[Position annotation records]
--------------------------------------------------

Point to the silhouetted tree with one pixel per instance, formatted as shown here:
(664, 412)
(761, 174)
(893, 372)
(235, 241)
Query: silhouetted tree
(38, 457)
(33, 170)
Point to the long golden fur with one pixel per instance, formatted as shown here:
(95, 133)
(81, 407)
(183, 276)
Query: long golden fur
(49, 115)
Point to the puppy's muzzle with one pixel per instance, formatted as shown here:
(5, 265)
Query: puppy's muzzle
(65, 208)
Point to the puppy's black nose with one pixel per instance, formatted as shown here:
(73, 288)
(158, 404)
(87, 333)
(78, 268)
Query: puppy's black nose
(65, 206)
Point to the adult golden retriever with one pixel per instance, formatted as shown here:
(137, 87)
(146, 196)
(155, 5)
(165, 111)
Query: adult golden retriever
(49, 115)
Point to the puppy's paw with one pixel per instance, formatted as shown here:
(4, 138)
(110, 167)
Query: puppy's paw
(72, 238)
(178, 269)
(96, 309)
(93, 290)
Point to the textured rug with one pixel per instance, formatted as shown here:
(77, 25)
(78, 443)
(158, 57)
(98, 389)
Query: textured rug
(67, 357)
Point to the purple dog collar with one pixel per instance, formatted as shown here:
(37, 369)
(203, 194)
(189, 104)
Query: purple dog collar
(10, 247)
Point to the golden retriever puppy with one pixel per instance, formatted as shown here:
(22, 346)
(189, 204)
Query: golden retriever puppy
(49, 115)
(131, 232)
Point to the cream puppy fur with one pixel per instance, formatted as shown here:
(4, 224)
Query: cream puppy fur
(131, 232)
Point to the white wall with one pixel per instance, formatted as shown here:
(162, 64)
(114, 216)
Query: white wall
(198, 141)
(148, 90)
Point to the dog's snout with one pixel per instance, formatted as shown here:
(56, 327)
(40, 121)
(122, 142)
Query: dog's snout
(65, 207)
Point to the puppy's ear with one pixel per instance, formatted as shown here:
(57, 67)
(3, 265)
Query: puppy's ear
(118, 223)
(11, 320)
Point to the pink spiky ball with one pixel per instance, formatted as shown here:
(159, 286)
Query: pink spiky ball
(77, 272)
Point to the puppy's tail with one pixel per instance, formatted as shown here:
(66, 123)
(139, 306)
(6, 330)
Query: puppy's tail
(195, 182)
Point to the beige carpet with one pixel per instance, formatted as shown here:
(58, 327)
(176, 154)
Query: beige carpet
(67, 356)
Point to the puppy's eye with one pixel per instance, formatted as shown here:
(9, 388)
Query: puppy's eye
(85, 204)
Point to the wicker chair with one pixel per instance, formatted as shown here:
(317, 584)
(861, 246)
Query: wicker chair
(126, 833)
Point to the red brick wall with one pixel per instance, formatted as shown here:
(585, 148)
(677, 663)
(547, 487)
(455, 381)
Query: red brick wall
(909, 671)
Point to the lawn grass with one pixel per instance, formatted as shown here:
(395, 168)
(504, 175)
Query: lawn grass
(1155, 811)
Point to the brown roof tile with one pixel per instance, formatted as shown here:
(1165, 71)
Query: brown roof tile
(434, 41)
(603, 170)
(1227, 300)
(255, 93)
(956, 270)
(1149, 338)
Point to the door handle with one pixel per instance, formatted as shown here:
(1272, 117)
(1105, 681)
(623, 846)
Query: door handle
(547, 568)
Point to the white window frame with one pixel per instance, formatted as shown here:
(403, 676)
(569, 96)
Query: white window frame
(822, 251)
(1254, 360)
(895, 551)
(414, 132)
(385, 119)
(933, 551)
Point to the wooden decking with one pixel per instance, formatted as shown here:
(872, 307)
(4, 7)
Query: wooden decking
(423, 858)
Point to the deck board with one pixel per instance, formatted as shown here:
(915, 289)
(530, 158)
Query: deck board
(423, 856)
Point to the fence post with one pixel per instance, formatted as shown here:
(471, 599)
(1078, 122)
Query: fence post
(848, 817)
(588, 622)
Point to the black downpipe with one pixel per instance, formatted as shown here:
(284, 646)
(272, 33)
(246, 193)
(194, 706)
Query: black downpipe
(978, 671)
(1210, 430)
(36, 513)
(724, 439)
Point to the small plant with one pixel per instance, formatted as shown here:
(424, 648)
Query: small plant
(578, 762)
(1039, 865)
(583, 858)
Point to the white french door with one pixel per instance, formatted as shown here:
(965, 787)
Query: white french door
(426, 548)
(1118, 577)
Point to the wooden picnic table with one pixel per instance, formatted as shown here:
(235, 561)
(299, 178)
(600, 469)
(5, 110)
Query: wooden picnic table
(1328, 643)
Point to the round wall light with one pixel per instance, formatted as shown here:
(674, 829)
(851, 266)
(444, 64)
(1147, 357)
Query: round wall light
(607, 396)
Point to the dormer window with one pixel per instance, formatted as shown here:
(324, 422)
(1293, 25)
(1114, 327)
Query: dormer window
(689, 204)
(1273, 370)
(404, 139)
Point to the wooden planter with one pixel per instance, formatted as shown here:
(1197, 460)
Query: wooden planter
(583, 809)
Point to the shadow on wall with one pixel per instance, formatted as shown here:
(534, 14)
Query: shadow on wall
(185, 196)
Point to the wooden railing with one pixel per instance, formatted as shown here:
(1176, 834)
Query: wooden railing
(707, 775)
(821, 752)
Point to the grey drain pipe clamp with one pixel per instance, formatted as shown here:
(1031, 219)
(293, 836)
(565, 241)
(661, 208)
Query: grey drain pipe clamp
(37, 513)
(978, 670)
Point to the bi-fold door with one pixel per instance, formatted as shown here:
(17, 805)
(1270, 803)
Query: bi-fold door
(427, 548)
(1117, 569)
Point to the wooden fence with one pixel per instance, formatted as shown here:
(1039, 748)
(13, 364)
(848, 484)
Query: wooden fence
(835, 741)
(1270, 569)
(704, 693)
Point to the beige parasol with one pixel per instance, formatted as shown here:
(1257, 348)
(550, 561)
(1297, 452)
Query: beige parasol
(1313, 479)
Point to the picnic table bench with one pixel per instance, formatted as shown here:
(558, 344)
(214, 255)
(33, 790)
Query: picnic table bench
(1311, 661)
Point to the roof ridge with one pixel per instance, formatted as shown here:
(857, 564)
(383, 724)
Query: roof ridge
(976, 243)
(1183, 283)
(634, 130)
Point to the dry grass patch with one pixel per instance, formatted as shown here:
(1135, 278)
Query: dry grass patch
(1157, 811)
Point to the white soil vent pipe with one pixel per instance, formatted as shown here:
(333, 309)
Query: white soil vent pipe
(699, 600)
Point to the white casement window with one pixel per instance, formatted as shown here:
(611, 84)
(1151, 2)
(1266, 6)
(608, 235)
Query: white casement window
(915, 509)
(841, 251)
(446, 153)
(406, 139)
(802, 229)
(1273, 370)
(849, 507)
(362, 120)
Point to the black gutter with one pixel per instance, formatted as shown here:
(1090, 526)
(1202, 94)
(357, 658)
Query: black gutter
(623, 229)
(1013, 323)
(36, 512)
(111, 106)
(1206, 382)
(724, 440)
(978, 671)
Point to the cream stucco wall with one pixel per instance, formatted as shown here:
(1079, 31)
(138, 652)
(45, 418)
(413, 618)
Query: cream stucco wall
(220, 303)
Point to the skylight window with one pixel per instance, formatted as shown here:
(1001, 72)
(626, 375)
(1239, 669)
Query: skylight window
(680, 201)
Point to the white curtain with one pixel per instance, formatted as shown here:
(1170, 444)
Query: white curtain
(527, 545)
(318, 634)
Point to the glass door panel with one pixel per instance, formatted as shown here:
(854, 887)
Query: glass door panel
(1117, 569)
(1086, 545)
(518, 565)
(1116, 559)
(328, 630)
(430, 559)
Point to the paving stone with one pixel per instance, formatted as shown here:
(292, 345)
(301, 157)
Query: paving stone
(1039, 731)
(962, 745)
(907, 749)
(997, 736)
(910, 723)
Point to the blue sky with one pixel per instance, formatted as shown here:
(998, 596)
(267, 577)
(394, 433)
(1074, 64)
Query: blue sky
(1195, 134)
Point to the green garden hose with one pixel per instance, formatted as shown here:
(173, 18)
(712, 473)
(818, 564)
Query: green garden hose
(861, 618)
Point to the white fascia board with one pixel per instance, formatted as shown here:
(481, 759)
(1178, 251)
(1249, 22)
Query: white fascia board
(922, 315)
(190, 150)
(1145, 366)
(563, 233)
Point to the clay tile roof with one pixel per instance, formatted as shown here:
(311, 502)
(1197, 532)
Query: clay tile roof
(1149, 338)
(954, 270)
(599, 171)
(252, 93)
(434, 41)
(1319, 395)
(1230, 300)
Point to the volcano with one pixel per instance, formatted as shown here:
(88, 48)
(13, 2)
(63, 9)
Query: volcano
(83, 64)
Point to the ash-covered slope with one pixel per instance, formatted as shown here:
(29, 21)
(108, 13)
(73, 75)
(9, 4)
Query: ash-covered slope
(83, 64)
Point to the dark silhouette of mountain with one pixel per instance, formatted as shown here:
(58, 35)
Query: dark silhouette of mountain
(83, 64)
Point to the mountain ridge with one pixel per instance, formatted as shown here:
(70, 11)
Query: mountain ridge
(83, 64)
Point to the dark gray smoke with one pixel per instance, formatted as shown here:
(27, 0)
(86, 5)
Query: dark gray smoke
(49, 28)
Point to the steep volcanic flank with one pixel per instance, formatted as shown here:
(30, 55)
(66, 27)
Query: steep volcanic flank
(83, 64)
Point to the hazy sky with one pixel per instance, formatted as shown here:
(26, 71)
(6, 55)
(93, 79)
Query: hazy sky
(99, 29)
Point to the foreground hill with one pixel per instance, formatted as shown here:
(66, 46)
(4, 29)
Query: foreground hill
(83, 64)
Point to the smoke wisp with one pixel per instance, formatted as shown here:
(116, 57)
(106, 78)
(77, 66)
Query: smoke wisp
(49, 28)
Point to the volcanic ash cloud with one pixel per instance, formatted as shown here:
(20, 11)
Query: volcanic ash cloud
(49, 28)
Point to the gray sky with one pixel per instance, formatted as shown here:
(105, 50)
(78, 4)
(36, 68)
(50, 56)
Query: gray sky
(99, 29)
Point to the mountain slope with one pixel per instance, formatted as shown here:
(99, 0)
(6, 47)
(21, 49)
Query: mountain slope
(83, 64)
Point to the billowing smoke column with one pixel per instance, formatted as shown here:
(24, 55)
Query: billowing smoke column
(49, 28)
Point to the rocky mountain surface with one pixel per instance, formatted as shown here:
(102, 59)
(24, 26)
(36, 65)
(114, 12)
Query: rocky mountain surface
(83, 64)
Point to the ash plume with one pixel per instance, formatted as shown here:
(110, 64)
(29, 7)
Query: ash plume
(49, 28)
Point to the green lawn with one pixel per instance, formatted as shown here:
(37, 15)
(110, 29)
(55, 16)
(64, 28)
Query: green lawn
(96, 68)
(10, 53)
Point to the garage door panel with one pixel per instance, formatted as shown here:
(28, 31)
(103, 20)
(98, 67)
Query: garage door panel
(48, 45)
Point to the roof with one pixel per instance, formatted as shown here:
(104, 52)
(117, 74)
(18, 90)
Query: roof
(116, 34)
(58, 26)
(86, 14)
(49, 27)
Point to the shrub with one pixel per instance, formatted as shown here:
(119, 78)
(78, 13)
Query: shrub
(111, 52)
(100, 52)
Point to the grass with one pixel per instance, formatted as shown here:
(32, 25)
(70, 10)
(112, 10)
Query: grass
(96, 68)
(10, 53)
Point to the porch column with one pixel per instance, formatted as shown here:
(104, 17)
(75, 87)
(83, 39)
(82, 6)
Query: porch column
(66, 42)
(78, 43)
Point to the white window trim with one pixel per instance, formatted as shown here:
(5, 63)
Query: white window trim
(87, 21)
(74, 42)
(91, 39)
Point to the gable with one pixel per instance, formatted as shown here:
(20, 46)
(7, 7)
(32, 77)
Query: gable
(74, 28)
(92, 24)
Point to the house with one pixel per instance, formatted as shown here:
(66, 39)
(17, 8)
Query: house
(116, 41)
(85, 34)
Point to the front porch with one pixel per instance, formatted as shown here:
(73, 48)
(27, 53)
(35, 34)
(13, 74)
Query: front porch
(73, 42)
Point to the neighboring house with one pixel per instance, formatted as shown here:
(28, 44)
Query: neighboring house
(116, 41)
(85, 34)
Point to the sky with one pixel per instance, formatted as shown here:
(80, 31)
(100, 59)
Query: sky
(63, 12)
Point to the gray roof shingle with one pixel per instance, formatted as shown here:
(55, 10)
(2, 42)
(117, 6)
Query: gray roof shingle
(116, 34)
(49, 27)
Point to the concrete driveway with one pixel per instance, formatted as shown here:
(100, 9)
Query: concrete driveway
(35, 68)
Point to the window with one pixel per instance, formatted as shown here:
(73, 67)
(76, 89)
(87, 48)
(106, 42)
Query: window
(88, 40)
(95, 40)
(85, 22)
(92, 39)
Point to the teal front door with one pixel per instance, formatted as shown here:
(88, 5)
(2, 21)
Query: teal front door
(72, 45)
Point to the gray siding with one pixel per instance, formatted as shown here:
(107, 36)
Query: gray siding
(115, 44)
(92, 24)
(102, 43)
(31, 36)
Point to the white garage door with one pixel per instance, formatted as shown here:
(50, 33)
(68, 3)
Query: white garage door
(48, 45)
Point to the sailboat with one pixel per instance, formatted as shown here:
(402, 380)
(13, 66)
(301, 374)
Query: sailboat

--------------------------------------------------

* **Exercise requirements**
What are the lines from the one with "Point to the gray roof" through the last line of the records above? Quote them exactly and add nothing.

* **Answer to the problem**
Point to the gray roof shingle with one pixel per instance, formatted as shown here:
(55, 10)
(2, 42)
(117, 6)
Query: gray roof shingle
(116, 34)
(49, 27)
Point to the concrete driveway with one pixel per instance, formatted as shown here:
(100, 9)
Query: concrete driveway
(35, 68)
Point to the window with one pixel per instance, formatted as shown here:
(73, 67)
(76, 89)
(87, 48)
(106, 42)
Query: window
(88, 40)
(95, 40)
(85, 22)
(92, 39)
Point to the teal front door with one pixel per instance, formatted as shown here:
(88, 5)
(2, 21)
Query: teal front door
(72, 45)
Point to the gray siding with one pixel per instance, formatted as shown here:
(107, 36)
Query: gray siding
(115, 44)
(92, 24)
(102, 43)
(31, 36)
Point to the white garage door with one pixel per instance, formatted as shown here:
(50, 33)
(68, 3)
Query: white garage door
(48, 45)
Point to the sailboat with one pixel per instance, formatted as shown here:
(402, 380)
(13, 66)
(301, 374)
Query: sailboat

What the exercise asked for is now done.